[Region annotation entries]
━━━━━━━━━━━━━━━━━━━━

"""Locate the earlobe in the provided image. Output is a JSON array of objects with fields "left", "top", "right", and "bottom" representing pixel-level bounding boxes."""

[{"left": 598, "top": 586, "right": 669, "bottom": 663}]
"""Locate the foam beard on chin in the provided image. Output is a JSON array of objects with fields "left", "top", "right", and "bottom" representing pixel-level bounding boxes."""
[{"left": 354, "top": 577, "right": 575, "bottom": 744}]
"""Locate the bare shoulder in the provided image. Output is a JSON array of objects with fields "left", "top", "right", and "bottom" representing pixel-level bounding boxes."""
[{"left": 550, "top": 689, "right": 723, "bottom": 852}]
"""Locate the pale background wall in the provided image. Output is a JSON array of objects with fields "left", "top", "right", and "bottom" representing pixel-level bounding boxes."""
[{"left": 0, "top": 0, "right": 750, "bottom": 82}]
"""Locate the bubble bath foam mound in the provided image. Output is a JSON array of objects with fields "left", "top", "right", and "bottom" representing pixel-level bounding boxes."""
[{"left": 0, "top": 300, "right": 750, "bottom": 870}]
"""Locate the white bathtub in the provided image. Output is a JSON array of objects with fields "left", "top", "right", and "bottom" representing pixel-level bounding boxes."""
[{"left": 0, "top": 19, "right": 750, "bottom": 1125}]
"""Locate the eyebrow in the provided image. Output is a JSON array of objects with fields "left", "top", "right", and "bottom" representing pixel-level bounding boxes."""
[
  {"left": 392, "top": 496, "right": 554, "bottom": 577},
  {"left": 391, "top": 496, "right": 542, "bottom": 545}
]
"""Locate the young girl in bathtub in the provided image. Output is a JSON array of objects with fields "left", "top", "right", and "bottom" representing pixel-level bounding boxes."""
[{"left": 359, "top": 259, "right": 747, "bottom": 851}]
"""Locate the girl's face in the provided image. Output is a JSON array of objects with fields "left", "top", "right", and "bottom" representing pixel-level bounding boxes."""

━━━━━━━━━━━━━━━━━━━━

Add 68 to every coordinate value in the answers, then write out again the lines from the one with "the white bathtub" up to and including the last line, requests and all.

- _Final result_
"""Locate the white bathtub in the provided image. Output is a JSON array of objects with fields "left", "top", "right", and "bottom" representing pixel-level bounding boxes."""
[{"left": 68, "top": 87, "right": 818, "bottom": 1193}]
"""Locate the eyebrow in the provided image. Output is a JSON array of objects with fields "left", "top", "right", and "bottom" representing pixel-level bounding boxes."""
[
  {"left": 460, "top": 564, "right": 622, "bottom": 645},
  {"left": 459, "top": 564, "right": 610, "bottom": 613}
]
"""Locate the young girl in bathtub in the provided image. Output is a JSON array of objects with fields "left", "top", "right", and "bottom" representing pixel-level bounding boxes."""
[{"left": 427, "top": 327, "right": 815, "bottom": 919}]
"""Locate the girl's face in the provided image. Output is a JSON array of objects with fields "left", "top", "right", and "bottom" representing pixel-level bounding boxes."""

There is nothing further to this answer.